__Records shown__
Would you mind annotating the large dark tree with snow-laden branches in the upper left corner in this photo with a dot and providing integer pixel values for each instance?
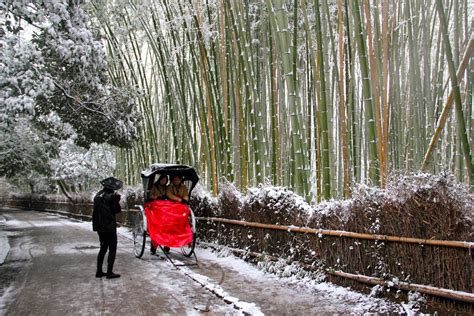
(51, 62)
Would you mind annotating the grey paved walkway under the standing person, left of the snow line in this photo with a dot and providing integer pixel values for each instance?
(50, 270)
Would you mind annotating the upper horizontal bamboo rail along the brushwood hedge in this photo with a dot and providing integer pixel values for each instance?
(340, 233)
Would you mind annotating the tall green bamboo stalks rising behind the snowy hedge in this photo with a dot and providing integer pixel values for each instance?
(313, 95)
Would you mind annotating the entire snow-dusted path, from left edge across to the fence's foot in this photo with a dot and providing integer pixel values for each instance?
(50, 269)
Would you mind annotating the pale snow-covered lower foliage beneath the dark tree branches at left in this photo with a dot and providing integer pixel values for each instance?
(32, 157)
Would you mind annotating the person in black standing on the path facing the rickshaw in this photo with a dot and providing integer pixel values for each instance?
(106, 205)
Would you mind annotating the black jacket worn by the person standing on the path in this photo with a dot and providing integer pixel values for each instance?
(106, 205)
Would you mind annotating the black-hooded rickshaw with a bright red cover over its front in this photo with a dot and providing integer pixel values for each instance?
(163, 221)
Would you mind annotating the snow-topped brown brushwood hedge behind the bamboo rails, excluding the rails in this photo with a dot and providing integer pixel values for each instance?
(419, 206)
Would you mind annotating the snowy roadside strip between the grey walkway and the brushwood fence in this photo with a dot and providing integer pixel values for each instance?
(299, 294)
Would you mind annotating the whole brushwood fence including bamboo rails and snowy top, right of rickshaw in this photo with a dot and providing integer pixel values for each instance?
(416, 239)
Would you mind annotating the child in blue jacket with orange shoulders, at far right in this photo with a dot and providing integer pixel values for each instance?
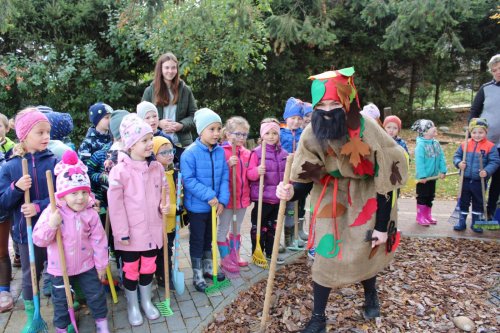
(478, 147)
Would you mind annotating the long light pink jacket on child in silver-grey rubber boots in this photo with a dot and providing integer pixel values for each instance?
(134, 198)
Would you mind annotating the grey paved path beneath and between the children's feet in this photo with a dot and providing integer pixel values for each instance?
(194, 310)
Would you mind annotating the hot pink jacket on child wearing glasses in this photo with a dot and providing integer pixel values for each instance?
(242, 186)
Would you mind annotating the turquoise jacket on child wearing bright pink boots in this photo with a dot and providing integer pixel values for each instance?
(429, 158)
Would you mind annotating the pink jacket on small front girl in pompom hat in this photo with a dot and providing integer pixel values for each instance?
(84, 242)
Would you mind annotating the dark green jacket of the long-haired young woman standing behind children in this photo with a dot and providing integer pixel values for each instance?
(186, 107)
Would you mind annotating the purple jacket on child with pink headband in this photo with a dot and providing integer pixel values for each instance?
(275, 170)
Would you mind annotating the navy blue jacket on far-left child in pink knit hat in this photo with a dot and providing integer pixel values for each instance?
(12, 198)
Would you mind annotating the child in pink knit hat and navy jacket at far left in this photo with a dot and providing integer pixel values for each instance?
(33, 131)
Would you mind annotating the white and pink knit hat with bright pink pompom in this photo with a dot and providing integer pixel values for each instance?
(71, 175)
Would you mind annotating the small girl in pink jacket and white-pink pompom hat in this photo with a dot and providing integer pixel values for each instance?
(84, 242)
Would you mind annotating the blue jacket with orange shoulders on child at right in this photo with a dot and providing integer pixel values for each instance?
(491, 160)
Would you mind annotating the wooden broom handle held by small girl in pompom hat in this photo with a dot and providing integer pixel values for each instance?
(62, 257)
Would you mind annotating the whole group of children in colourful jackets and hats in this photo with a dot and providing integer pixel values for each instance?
(122, 167)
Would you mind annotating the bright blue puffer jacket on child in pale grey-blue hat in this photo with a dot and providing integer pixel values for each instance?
(205, 175)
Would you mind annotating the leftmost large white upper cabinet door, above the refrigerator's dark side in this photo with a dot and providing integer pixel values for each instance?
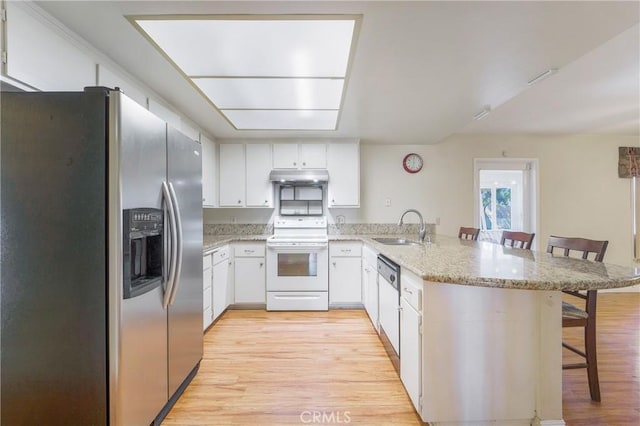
(41, 56)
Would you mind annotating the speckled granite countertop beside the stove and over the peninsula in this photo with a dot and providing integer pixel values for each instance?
(454, 261)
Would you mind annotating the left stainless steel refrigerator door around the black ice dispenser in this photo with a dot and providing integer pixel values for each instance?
(138, 350)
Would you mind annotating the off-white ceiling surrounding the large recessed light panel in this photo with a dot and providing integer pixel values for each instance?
(423, 69)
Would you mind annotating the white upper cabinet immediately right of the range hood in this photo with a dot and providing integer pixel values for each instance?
(343, 165)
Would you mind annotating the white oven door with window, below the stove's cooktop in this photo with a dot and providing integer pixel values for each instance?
(297, 267)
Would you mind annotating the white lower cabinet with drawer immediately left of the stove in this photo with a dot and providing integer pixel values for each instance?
(250, 276)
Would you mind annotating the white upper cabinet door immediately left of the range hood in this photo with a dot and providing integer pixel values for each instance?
(258, 166)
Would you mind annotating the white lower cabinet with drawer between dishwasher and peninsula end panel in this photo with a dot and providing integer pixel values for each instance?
(411, 337)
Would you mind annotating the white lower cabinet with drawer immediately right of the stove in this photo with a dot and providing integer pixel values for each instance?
(345, 282)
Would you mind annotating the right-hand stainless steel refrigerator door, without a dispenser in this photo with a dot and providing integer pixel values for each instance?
(185, 313)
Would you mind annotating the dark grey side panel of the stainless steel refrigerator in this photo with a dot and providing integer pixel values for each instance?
(53, 307)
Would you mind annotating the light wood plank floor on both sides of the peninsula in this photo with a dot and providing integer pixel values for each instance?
(280, 368)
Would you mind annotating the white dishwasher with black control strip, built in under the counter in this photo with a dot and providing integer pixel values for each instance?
(389, 303)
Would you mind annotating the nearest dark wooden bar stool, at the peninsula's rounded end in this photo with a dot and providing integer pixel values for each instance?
(572, 316)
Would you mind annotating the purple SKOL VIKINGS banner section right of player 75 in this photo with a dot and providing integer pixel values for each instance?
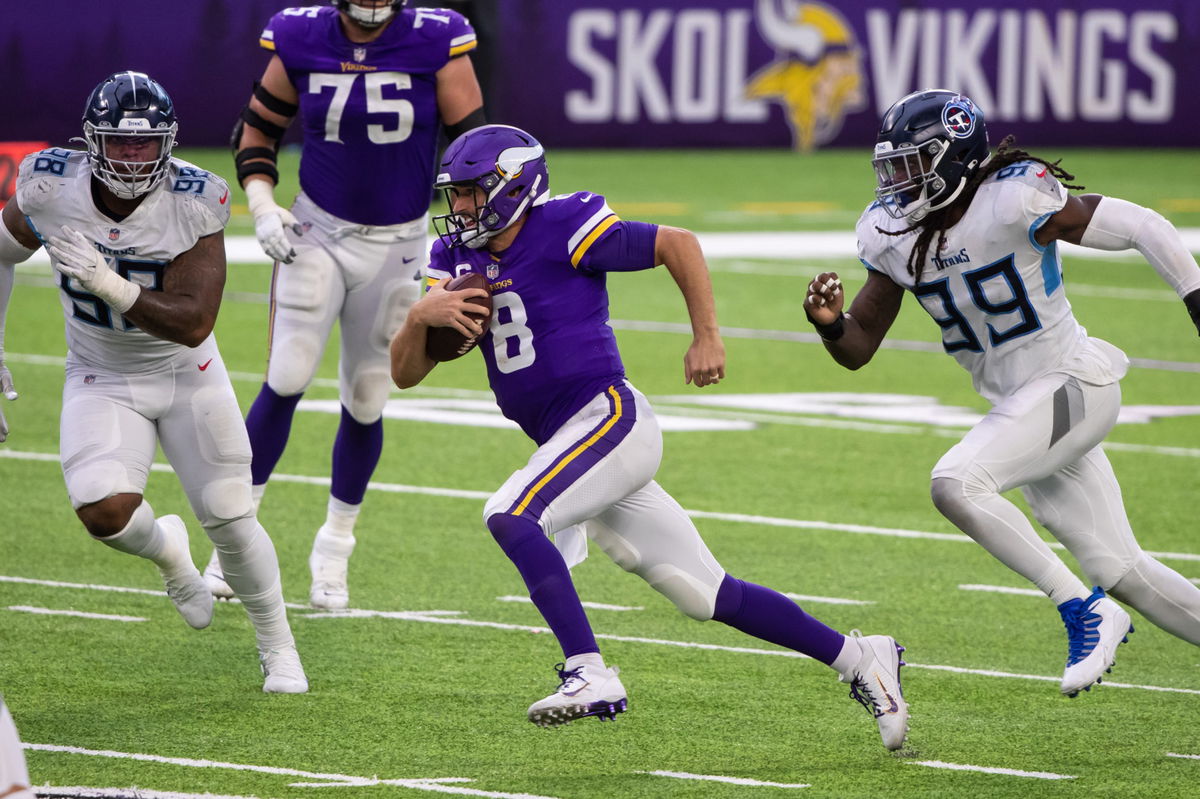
(811, 75)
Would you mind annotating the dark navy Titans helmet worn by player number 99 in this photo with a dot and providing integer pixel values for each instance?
(931, 145)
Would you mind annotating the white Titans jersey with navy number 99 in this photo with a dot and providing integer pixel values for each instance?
(995, 292)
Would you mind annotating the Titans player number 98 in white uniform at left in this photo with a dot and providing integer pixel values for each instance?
(137, 239)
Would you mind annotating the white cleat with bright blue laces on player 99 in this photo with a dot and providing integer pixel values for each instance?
(1096, 627)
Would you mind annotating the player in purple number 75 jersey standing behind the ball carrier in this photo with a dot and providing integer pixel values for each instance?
(371, 82)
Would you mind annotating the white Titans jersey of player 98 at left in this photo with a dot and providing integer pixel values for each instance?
(55, 190)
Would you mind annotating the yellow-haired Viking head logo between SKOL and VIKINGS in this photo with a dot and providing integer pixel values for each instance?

__Problem to solve__
Write out all the entries again, word for word, and print no images.

__Final answer__
Would you mind annotating the large dark tree with snow-laden branches in the upper left corner in this photo with a dot and providing integer pixel values for each instance?
(51, 62)
Would you mind annotating the grey paved walkway under the standing person, left of the snow line in this photo with a dot and providing integer pixel values for each instance?
(50, 270)
Would you mind annotating the upper horizontal bamboo rail along the brushwood hedge in this photo with a dot and providing integer pixel values for each instance?
(340, 233)
Would you mind annotating the tall green bamboo stalks rising behind the snowy hedge in this photo with a dot and providing integer pixel values for each instance?
(313, 95)
Would you mind annotating the entire snow-dusted path, from left edge across to the fence's foot in this photo with a dot and providing integer pixel values for each instance?
(50, 269)
Would you mind annotating the pale snow-covered lower foliage beneath the dark tree branches at left in this photo with a dot and providing integer pixel values for each instance?
(32, 157)
Would you mind annotating the person in black standing on the path facing the rickshaw in this photo with a dot and providing integer pixel values for each instance?
(106, 205)
Would you mind annotating the black jacket worn by the person standing on the path in this photo with a dot and providing integer pixel values for each instance?
(106, 205)
Would you mind annotating the black-hooded rickshaw with a bright red cover over its front in this photo with a dot and providing integer pixel values for each instance?
(163, 221)
Would you mind annotating the snow-topped brown brushwood hedge behind the bamboo rails, excluding the rails in this photo with a dot and providing integer pixel values for each instance?
(419, 206)
Would you mind annotating the snowy roadside strip between the grey walkway and the brushwood fence in this photo with a dot and providing integer pixel values for each instance?
(299, 294)
Would you mind annotating the whole brushwood fence including bamboo rails and snowy top, right of rickshaw in this photo with a dot and providing integer pixel values for each instance?
(416, 239)
Would you mind annotating the child in blue jacket with orange shoulders, at far right in this photo with a dot and providing integer pixel values for each instance?
(478, 147)
Would you mind annotating the long light pink jacket on child in silver-grey rubber boots in this photo with a dot and providing integer pixel values for each instance?
(134, 198)
Would you mind annotating the grey paved path beneath and between the children's feet in this photo with a dot and providing integer pixel values for each instance?
(194, 310)
Would you mind annotating the hot pink jacket on child wearing glasses in this photo with a dot and providing integer pixel values for each instance?
(242, 186)
Would you mind annotating the turquoise jacket on child wearing bright pink boots in this photo with a dot and providing integer pixel values for each instance?
(429, 158)
Would you mind annotating the pink jacket on small front girl in pompom hat in this photo with a dot and providing integer pixel values for each instance?
(84, 242)
Would you mind annotating the dark green jacket of the long-haired young woman standing behind children in this photo with a dot and providing integer pixel values for each instance?
(186, 107)
Would you mind annotating the purple jacket on child with pink headband in this photo with a dot and providing integer pixel values for each instance?
(275, 170)
Would you mind annotating the navy blue jacket on far-left child in pink knit hat in this photo with a dot and providing integer pixel values for each instance?
(12, 198)
Would you mind annotating the child in pink knit hat and navy jacket at far left in this photo with a dot and providing integer pixel values for each instance?
(33, 131)
Would you mind annotating the white and pink knit hat with bright pink pompom in this photo with a dot and providing integer pixel values for each instance?
(71, 175)
Would you mind annotating the small girl in pink jacket and white-pink pompom hat in this photo with a dot and providing integer pixel values for each instance?
(84, 242)
Would you mind annotating the blue jacket with orange shoulders on child at right in this photo with a dot and providing integer pixel values for each instance?
(491, 160)
Would you mind annotating the wooden broom handle held by small girl in pompom hat in this photo with a dot and providing integer pixel values for each instance?
(62, 257)
Would you mind annotating the whole group of children in colourful jackets and hats in this photo with a dot and providing integer pixel values for each instance?
(122, 167)
Would you mind annotating the bright blue puffer jacket on child in pale grey-blue hat in this photo with a dot and providing integer pixel values for each instance?
(205, 175)
Would you mind annotating the leftmost large white upper cabinet door, above the refrigerator's dark side in this photo with a dot and providing integer pixel values for each instance?
(41, 56)
Would you mind annotating the speckled granite countertop beside the stove and over the peninsula in this photo with a dot and providing integer pixel values for each instance?
(454, 261)
Would you mind annotating the left stainless steel refrigerator door around the black ice dispenser in this photo with a dot and providing integer pixel values for each instance?
(138, 350)
Would you mind annotating the off-white ceiling surrounding the large recessed light panel in this photo with a dot and providing integer pixel values for each instance?
(423, 69)
Would you mind annotating the white upper cabinet immediately right of the range hood in this photo with a dot and providing integer pixel values for each instance?
(343, 165)
Would you mind annotating the white oven door with window, below the stove's cooktop in this photo with a dot and providing integer pixel values for each instance?
(297, 267)
Would you mind annotating the white lower cabinet with drawer immediately left of the stove in this photo with a dot and providing integer pixel values for each instance?
(250, 276)
Would you mind annotating the white upper cabinet door immediately left of the range hood in this photo with a dot and providing integer pixel values for each instance?
(258, 166)
Would you mind annotating the white lower cabinet with drawer between dishwasher and peninsula end panel in this photo with a dot and providing integer pixel values for each instance?
(411, 337)
Would you mind annotating the white lower cabinet with drawer immediately right of the stove in this photo with a dot and providing integer pixel values for each instance?
(345, 282)
Would you mind annotating the right-hand stainless steel refrigerator door, without a dispenser in this photo with a dot and providing integer pixel values for each instance?
(185, 313)
Would you mind annotating the dark grey side panel of the stainless steel refrigerator in this photo with a dot and providing integer pixel values for each instance?
(53, 307)
Would you mind annotating the light wood plank floor on both sides of the peninsula in this photo with a dot and providing integer pixel values for each instance?
(280, 368)
Would you mind annotating the white dishwasher with black control strip, built in under the counter in this photo with a dot and providing integer pixel values for each instance?
(389, 303)
Would you mind annotating the nearest dark wooden bar stool, at the peninsula's rounded end in this photo with a dot and providing integer pixel values for each instance?
(572, 316)
Would you mind annotating the purple SKOL VIKINGS banner section right of player 75 in this photo with a dot and providing integer pixel values for each instance?
(811, 75)
Would you mind annotating the dark navy Titans helmet worn by player number 99 in this photo with a dot and providing integer pixel values for each instance?
(931, 145)
Would you mind annotating the white Titans jersey with navy number 99 in this photo with a dot and providing integer pixel values for each instance?
(995, 292)
Would you mind annotating the Titans player number 98 in white uniform at left in this photo with a dot and providing integer pixel values for each instance?
(137, 239)
Would you mind annotating the white cleat with bright blue laces on player 99 in this photo with a dot and providing integer pixel values for each instance?
(1096, 627)
Would you mind annotating the player in purple number 75 jersey standing behind the ball carrier in this photo with a dot and providing integer pixel values for each instance?
(371, 82)
Would you mind annotating the white Titans jersey of player 98 at left in this photo with a dot and providing integer pixel values for each instance?
(55, 190)
Would you mind annotating the yellow-haired Viking head logo between SKOL and VIKINGS in this photo with a dot and providing integer pixel values for each instance?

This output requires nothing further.